-- MATERIAL FOR THIS TASK --
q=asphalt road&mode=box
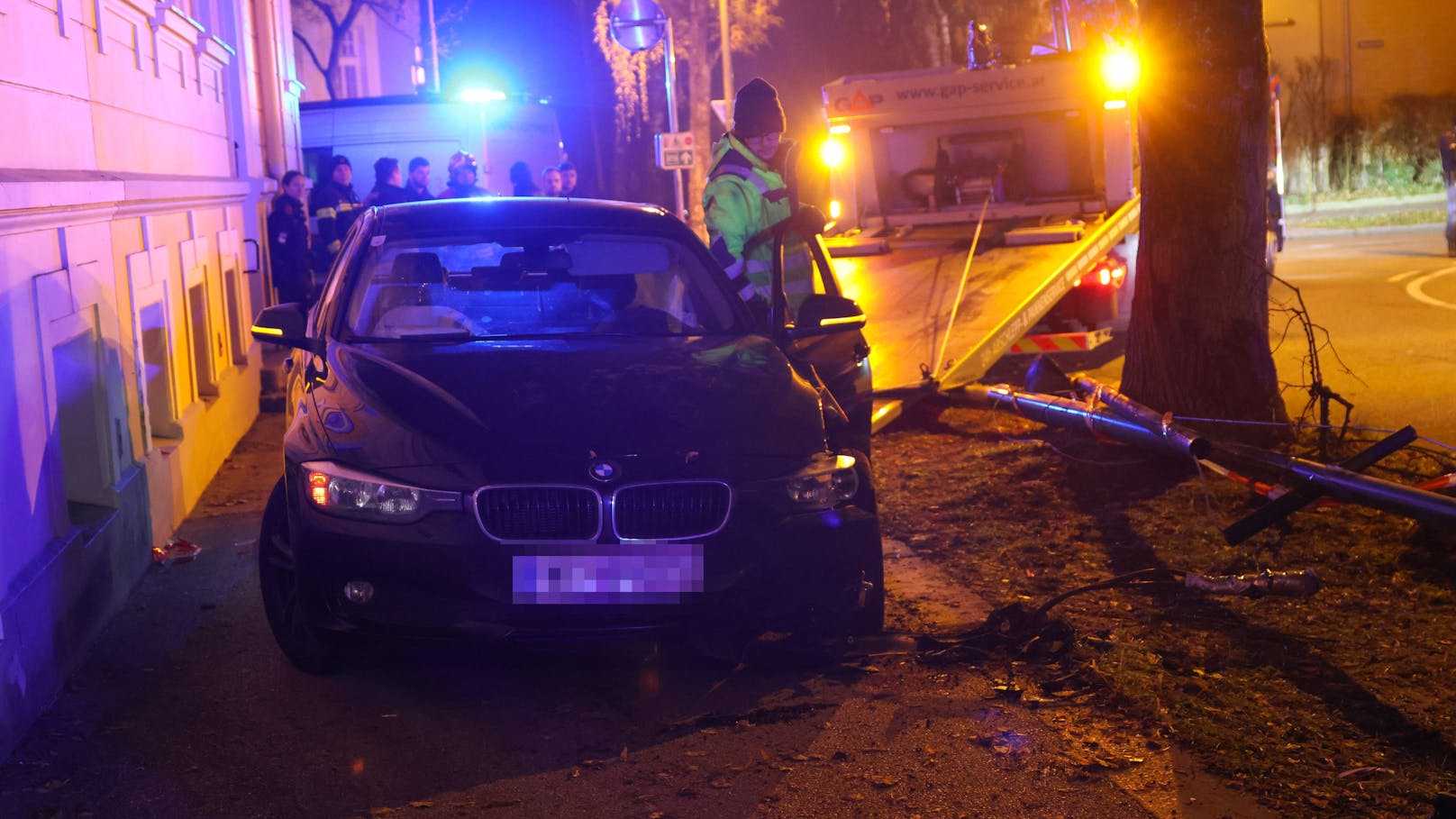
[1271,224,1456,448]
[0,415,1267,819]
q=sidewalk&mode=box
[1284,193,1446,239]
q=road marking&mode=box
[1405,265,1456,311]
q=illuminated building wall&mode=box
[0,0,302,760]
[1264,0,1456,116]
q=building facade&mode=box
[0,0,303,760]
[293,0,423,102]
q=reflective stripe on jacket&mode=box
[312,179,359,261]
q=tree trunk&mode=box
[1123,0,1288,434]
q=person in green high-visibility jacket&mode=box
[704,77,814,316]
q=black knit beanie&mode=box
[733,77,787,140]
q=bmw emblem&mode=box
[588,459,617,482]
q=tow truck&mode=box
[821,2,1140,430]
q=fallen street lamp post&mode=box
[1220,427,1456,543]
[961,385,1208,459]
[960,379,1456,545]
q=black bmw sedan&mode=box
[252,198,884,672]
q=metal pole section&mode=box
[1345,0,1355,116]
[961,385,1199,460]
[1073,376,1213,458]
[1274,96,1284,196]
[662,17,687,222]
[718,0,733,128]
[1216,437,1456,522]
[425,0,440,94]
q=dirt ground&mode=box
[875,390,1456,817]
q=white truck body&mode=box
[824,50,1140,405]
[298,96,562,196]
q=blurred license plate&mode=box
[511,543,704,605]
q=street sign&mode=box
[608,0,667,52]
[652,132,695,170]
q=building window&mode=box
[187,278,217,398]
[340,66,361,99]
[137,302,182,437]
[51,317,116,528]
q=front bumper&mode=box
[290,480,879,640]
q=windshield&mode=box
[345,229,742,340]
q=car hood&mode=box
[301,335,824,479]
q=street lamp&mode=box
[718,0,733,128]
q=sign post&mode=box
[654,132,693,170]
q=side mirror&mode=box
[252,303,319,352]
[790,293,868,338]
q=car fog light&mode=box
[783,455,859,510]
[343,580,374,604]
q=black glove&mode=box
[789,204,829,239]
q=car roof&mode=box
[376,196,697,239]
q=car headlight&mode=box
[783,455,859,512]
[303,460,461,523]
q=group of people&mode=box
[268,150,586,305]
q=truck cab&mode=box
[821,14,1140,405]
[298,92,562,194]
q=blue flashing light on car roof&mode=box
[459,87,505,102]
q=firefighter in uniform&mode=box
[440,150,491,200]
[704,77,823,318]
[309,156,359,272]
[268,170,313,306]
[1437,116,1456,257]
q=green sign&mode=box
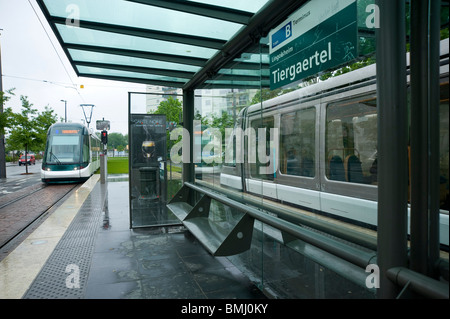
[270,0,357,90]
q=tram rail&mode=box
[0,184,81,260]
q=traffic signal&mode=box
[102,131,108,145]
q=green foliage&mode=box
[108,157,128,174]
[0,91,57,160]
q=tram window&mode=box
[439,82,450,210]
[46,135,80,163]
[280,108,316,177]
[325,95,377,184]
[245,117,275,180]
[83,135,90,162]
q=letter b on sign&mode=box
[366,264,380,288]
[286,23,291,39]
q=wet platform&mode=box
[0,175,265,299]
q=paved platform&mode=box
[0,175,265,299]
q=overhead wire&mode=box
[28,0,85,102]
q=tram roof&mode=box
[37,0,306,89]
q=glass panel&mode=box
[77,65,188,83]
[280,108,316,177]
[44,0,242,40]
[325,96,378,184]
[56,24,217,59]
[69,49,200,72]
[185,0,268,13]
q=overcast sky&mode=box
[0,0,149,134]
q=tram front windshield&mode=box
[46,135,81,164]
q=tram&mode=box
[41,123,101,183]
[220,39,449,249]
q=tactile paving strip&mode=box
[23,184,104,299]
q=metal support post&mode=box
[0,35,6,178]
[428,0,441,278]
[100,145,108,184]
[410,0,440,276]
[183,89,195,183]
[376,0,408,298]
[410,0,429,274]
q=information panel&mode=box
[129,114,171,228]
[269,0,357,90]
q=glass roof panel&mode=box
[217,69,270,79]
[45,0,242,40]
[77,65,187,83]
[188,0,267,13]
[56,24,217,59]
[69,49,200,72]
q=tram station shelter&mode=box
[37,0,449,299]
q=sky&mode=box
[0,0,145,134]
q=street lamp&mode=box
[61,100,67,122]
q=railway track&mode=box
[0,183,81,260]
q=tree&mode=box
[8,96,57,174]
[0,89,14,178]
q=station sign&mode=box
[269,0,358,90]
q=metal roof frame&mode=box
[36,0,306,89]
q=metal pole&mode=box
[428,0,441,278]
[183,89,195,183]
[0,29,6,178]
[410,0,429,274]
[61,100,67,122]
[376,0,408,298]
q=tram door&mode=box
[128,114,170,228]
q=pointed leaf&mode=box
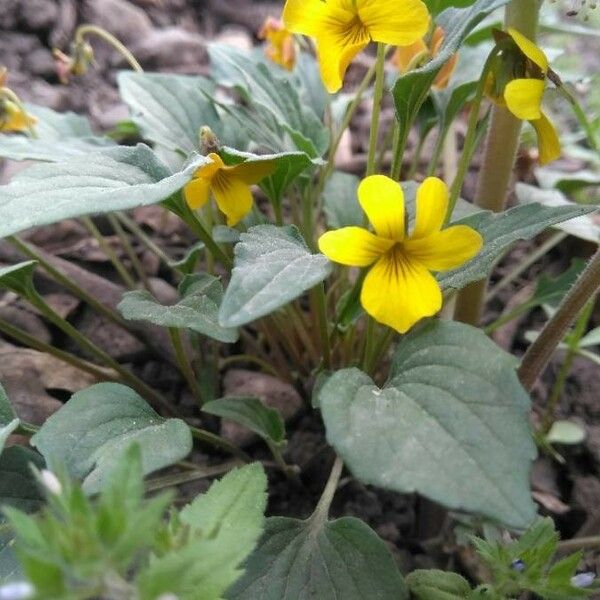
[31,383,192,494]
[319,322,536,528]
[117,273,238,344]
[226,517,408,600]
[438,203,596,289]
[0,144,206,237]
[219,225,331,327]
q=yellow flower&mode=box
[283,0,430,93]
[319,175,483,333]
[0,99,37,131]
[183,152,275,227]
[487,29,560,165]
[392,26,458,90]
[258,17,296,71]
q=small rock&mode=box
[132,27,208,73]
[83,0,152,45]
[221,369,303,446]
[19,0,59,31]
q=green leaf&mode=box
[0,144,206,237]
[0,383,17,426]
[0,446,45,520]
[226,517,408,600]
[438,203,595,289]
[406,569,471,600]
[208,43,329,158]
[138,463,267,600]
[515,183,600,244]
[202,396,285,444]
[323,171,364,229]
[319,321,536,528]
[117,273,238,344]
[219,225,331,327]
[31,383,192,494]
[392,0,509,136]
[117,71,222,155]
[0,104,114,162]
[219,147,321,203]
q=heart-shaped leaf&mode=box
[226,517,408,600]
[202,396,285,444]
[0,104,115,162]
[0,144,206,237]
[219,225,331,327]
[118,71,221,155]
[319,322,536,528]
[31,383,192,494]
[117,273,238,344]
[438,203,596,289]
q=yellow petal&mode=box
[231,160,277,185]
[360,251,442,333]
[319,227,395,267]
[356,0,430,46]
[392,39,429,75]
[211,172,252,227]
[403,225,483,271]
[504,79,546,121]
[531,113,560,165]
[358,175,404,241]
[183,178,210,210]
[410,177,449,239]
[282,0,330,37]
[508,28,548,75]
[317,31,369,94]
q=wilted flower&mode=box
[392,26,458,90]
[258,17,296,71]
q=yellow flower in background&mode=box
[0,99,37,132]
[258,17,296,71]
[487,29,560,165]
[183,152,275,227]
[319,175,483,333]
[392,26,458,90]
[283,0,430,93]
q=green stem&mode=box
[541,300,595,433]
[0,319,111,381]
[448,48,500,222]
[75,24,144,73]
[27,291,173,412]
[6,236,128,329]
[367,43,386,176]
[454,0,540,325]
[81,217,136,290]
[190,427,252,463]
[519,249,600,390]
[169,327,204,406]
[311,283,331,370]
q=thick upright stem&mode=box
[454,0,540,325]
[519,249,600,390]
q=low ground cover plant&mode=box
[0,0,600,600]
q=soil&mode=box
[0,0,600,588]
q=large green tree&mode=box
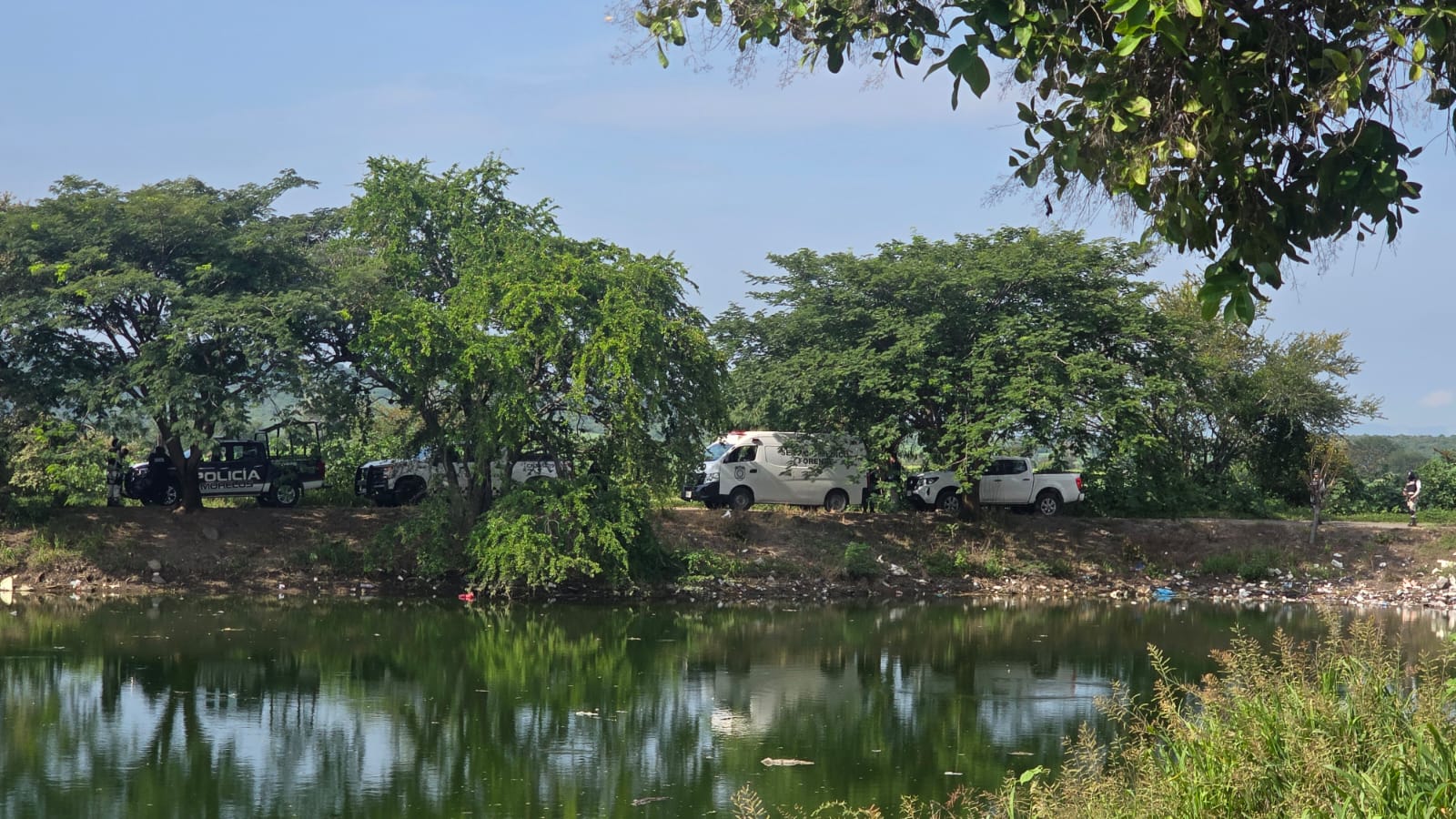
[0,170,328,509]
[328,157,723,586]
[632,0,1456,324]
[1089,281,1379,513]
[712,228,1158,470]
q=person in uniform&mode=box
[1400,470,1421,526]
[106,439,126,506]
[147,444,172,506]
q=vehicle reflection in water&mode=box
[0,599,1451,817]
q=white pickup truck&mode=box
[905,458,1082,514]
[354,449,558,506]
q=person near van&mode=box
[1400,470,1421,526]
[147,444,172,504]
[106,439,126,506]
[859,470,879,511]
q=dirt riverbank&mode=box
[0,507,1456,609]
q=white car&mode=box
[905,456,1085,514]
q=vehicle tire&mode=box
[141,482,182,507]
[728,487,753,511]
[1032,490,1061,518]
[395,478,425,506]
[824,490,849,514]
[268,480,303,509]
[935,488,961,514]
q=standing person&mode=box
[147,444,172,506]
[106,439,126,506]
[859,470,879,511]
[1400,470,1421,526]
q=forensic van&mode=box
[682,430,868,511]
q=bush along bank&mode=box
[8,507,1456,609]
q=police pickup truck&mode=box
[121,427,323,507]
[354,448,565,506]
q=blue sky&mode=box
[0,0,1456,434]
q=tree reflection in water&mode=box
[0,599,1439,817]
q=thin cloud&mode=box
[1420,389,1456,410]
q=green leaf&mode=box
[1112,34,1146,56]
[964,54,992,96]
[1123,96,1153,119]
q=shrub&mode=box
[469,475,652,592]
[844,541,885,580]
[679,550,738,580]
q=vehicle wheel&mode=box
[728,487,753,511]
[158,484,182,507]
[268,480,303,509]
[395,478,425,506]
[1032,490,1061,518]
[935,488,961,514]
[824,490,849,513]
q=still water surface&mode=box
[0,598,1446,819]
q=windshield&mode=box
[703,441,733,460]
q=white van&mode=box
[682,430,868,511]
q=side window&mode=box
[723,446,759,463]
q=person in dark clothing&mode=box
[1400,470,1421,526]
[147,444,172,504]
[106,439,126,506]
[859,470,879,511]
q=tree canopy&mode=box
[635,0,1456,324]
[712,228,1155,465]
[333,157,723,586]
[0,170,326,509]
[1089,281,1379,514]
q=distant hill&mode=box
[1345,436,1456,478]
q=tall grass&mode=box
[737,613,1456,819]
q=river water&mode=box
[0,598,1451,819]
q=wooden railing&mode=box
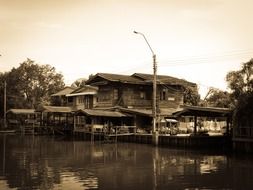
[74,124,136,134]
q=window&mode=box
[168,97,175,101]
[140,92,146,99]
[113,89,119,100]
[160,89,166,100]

-- PROBLEM TO SOLVE --
Rewrite everything from the line containing "q=tree trunk&mode=box" down to the line containing "[51,317,116,528]", both included, keeping the entries' requests as they are and multiplying every bounding box coordinate in the answers by 2.15, rounded to whole numbers with halves rounded up. Give only those lines.

-- RESPONSE TO THIS EXERCISE --
q=tree trunk&mode=box
[2414,0,2769,933]
q=person in green high-visibility jacket&mode=box
[1514,166,1750,679]
q=black knit beanie&mode=box
[1576,166,1692,301]
q=bmw emblem&mode=box
[1264,987,1327,1036]
q=tow truck&mode=box
[1765,4,2451,925]
q=fallen street lamp post&mode=box
[2623,918,3130,1167]
[2066,828,2597,987]
[2064,815,3130,1172]
q=black bmw sedan&mode=box
[542,426,1901,1445]
q=metal pole section&mode=box
[2892,0,2913,249]
[2066,828,2578,989]
[2307,808,2608,985]
[2739,206,2761,421]
[1423,37,1477,477]
[1544,0,1576,275]
[2614,940,3130,1122]
[914,0,946,202]
q=dirt ground&mode=box
[1881,839,3130,1757]
q=white truck body&mode=box
[1772,108,2451,871]
[641,206,1208,421]
q=blurred license plate&mode=box
[1099,1167,1514,1301]
q=street sign&mode=box
[1307,0,1434,112]
[1402,284,1494,366]
q=building window&mode=box
[402,598,467,856]
[731,142,776,213]
[295,649,391,940]
[110,682,249,1135]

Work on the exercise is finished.